§ **DATA FOR THIS EXERCISE**:
— begin —
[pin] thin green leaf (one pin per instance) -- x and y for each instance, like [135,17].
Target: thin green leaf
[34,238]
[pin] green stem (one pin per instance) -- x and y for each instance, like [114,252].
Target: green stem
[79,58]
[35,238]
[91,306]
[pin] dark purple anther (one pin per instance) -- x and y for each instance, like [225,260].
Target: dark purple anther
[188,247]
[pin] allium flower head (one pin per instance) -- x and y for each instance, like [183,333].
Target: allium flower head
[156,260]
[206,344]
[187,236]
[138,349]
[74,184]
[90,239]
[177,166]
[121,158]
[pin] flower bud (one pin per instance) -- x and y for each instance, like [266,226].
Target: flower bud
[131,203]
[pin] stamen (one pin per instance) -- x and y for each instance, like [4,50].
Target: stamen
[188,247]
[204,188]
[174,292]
— end —
— begin —
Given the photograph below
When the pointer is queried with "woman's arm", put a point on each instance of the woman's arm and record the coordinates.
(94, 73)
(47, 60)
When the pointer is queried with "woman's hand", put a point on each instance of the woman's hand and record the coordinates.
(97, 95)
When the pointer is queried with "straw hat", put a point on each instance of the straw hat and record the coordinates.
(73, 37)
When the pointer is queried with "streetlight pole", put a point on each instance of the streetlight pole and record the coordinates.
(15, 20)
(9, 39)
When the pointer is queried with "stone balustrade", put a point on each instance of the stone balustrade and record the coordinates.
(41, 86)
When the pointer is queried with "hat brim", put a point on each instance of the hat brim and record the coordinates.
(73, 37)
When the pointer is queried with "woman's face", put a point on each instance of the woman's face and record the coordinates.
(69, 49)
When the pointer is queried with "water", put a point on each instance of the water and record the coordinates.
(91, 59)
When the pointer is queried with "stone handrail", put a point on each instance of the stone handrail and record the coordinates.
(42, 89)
— end —
§ **EXERCISE DETAILS**:
State how many lines of the material include the string "flower". Reply with that number only.

§ **RESULT OF THE TASK**:
4